What you have to do:
Can you recast the records below, from the line with "surface in the photo above." through the end of the records, as a Markdown table with the columns Row and Entry, numbering each line and leaving out blank lines?

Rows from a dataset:
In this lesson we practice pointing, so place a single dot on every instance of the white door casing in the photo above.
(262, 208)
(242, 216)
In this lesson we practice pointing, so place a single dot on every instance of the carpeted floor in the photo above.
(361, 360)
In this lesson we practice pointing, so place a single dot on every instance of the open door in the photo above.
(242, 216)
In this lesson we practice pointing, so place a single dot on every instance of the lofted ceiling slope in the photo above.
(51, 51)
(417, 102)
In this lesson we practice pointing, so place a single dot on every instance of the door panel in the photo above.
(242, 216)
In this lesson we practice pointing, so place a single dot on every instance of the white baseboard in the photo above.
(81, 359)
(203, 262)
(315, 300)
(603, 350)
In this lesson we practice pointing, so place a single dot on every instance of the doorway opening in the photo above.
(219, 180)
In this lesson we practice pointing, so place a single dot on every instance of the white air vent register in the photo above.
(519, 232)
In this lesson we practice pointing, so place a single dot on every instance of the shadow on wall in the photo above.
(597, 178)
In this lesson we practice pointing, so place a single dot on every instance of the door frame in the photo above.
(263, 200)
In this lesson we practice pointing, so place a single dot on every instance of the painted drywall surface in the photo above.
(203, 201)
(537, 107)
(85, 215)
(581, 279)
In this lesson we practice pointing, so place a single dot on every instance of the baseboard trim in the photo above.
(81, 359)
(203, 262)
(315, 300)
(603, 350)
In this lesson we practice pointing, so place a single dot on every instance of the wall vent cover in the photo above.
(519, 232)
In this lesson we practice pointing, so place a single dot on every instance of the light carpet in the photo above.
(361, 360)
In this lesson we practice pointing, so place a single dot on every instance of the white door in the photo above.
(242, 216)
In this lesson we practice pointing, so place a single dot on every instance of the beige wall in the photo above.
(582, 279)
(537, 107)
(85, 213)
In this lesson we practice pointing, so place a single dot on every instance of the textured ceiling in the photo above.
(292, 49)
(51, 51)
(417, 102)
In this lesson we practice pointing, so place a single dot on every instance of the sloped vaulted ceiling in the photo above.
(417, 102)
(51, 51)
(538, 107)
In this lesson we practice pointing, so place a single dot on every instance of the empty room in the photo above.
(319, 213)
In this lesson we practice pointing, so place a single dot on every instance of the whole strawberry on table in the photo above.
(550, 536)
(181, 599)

Task response:
| Row | Entry |
|---|---|
| 1 | In this lesson we practice pointing, so place a single dot on every instance of the painted drywall surface in the photo above. |
| 2 | (203, 201) |
| 3 | (537, 107) |
| 4 | (85, 215) |
| 5 | (581, 279) |
| 6 | In this lesson we practice pointing, so place a single dot on every instance of the baseboard trim in the photo above. |
| 7 | (81, 359) |
| 8 | (203, 262) |
| 9 | (315, 300) |
| 10 | (603, 350) |
| 11 | In this lesson we practice pointing, so place a single dot on every instance of the wall vent cover in the photo above. |
| 12 | (519, 232) |
| 13 | In this lesson we practice pointing, so place a single dot on every instance of the light carpet in the photo above. |
| 14 | (361, 360) |
| 15 | In this lesson we practice pointing, so place a single dot on every instance of the white door in the photo above. |
| 16 | (242, 216) |
| 17 | In this lesson we practice pointing, so place a single dot on every instance of the beige wall in the photo above. |
| 18 | (582, 279) |
| 19 | (537, 107) |
| 20 | (85, 213) |
| 21 | In this lesson we practice pointing, so place a single dot on every instance of the textured ceiling in the photo above. |
| 22 | (292, 49) |
| 23 | (51, 51) |
| 24 | (417, 102) |
| 25 | In this lesson we practice pointing, so place a single dot on every instance of the sloped vaulted ceiling in the photo above. |
| 26 | (417, 102) |
| 27 | (51, 51) |
| 28 | (538, 107) |
| 29 | In this lesson we practice pointing, so place a single dot on every instance of the empty room in the photo above. |
| 30 | (319, 213) |
| 31 | In this lesson we practice pointing, so place a single dot on every instance of the whole strawberry on table in the photo above. |
| 32 | (550, 536) |
| 33 | (181, 599) |